◆ Provided records
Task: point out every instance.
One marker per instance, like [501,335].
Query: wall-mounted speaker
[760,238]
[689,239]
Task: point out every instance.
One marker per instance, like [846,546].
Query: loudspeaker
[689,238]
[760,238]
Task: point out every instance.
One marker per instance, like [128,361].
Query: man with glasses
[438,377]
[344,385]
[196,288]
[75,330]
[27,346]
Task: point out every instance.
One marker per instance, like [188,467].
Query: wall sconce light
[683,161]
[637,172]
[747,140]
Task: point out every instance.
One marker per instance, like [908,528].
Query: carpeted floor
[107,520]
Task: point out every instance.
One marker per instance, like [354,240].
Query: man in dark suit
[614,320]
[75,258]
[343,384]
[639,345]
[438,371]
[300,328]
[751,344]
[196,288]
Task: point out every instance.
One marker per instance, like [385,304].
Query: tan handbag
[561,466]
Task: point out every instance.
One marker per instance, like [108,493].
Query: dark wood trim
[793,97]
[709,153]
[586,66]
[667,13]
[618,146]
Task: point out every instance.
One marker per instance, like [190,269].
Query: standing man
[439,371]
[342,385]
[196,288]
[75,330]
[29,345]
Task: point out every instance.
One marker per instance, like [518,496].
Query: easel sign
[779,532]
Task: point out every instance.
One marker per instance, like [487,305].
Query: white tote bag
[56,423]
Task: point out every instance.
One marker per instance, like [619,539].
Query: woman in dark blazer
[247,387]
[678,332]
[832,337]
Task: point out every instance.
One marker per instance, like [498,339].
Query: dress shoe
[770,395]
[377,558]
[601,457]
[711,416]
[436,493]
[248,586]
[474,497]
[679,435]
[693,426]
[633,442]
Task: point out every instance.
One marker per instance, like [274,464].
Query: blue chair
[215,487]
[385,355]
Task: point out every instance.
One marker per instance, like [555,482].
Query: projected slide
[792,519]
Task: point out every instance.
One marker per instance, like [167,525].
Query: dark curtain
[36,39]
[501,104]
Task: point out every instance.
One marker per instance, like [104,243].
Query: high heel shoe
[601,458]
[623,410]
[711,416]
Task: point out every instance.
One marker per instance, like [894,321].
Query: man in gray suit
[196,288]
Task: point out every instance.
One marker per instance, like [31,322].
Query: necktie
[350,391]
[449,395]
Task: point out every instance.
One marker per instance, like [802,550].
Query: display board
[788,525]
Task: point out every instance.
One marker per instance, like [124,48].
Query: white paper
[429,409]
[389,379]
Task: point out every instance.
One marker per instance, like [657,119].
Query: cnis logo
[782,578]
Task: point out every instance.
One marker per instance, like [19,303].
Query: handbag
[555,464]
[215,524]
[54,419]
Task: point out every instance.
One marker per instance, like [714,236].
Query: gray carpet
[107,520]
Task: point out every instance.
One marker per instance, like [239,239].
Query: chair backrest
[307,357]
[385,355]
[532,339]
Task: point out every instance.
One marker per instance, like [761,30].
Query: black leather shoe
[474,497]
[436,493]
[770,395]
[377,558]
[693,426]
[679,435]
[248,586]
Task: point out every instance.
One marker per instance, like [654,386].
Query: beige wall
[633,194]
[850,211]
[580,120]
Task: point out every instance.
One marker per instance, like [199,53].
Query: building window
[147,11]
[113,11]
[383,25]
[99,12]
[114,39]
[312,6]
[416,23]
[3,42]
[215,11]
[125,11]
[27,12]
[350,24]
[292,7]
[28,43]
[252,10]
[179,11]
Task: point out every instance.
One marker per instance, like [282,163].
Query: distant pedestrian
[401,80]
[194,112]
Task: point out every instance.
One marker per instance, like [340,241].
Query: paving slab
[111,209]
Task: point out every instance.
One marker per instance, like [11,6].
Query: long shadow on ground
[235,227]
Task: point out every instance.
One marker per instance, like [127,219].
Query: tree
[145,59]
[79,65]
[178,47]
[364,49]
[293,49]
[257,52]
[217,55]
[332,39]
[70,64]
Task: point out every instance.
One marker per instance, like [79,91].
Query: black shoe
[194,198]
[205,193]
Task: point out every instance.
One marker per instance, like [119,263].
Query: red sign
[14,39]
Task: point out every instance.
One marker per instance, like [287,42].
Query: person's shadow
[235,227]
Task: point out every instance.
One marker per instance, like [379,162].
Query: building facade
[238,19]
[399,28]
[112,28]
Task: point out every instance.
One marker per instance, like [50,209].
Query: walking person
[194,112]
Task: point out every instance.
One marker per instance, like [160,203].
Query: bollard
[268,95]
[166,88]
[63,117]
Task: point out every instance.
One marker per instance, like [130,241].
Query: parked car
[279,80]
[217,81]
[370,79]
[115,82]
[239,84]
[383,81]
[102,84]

◆ What you need to do
Give back the whole listing exactly as it reads.

◆ Reply to the task
Task: point out every instance.
One marker per instance, like [501,335].
Query: wall-mounted speaker
[760,238]
[689,239]
Task: point out every instance.
One marker per instance, like [846,546].
Query: loudspeaker
[689,238]
[760,238]
Task: point out every instance.
One marker per instance, like [128,361].
Query: man with glasses
[438,377]
[344,385]
[196,288]
[75,330]
[27,346]
Task: point out every instance.
One marker per instance, like [188,467].
Query: wall sconce light
[683,161]
[637,172]
[747,140]
Task: point out every instance.
One marker per instance, like [908,528].
Query: carpeted floor
[107,520]
Task: point out every instance.
One marker per instance, like [354,240].
Query: man in dark suit
[614,320]
[75,258]
[343,384]
[639,345]
[438,371]
[300,328]
[751,344]
[196,288]
Task: point out every instance.
One marker per instance, like [385,304].
Query: tan handbag
[561,466]
Task: point out every instance.
One marker per instance, like [108,493].
Query: dark wood trim
[793,97]
[709,153]
[586,66]
[667,13]
[618,146]
Task: point out every instance.
One marker per instance, like [190,269].
Query: standing man
[439,371]
[342,385]
[196,288]
[75,330]
[29,345]
Task: point out every instance.
One marker per instance, like [518,496].
Query: easel sign
[779,532]
Task: point out every instance.
One marker per instance, like [487,305].
Query: white tote bag
[56,423]
Task: point out every instance.
One marker per instance, like [619,539].
Query: woman in dark blazer
[247,387]
[678,332]
[832,337]
Task: point out every instance.
One marker per instance, like [498,339].
Query: dress shoe
[770,395]
[377,558]
[601,457]
[711,416]
[436,493]
[248,586]
[474,497]
[679,435]
[693,426]
[633,442]
Task: point out every instance.
One marker per instance, like [274,464].
Query: blue chair
[215,487]
[385,355]
Task: point out every instance.
One marker per instance, like [555,482].
Query: projected slide
[792,519]
Task: point out every instance.
One marker per instance, like [167,525].
Query: dark curtain
[36,39]
[501,104]
Task: point out every instance.
One marker per instance, like [104,243].
Query: high heel shoe
[601,458]
[623,410]
[711,416]
Task: point out every instance.
One marker per instance, like [894,321].
Query: man in gray suit
[196,288]
Task: point out every instance.
One marker per instance, like [31,322].
Query: necktie
[350,391]
[449,395]
Task: point out every instance.
One marker per instance, like [802,550].
Query: display board
[788,525]
Task: point out every instance.
One marker per instance, like [124,48].
Query: white paper
[429,409]
[389,379]
Task: point out every instance.
One marker per instance, like [657,119].
Query: cnis logo
[782,578]
Task: point out every instance.
One marker per instance, like [19,303].
Query: handbag
[555,464]
[215,524]
[54,419]
Task: point out every instance.
One marker per instance, like [714,236].
Query: gray carpet
[107,520]
Task: point out every instance.
One marker per instance, like [239,239].
Query: chair backrest
[307,357]
[385,355]
[532,339]
Task: point out every instance.
One marker per instance, like [761,30].
Query: black leather shoe
[474,497]
[436,493]
[770,395]
[377,558]
[693,426]
[679,435]
[248,586]
Task: point out every instance.
One marker per instance, like [654,386].
Query: beige wall
[633,194]
[850,211]
[580,120]
Task: point out every instance.
One marker per instance, like [199,53].
Query: building window
[147,11]
[113,11]
[383,25]
[99,12]
[114,39]
[312,6]
[416,23]
[3,42]
[215,11]
[125,11]
[27,12]
[350,24]
[292,7]
[28,43]
[252,10]
[179,11]
Task: point out every instance.
One marker per instance, like [282,163].
Query: distant pedestrian
[401,80]
[194,112]
Task: point out every instance.
One marker per instance, like [340,241].
Query: paving slab
[111,209]
Task: point out every instance.
One marker per instance, like [11,6].
Query: long shadow on ground
[235,227]
Task: point out every instance.
One marker per instance, like [127,219].
Query: tree
[145,59]
[79,65]
[178,47]
[364,49]
[293,49]
[257,52]
[217,55]
[332,39]
[70,64]
Task: point out every instance.
One marker per instance, like [79,91].
Query: black shoe
[194,198]
[205,193]
Task: point out every instance.
One marker per instance, like [119,263].
Query: red sign
[14,39]
Task: point out every instance.
One marker per instance, like [287,42].
Query: person's shadow
[235,227]
Task: point out every instance.
One marker per instance, like [379,162].
Query: building facade
[238,19]
[399,28]
[112,28]
Task: point out every instance.
One marker per instance, like [50,209].
Query: walking person
[194,112]
Task: point out every instance.
One marker per instance, like [160,203].
Query: bollard
[268,95]
[166,88]
[63,117]
Task: point out every instance.
One marker per instance, like [130,241].
Query: parked car
[279,80]
[217,81]
[370,79]
[115,82]
[239,84]
[383,81]
[102,84]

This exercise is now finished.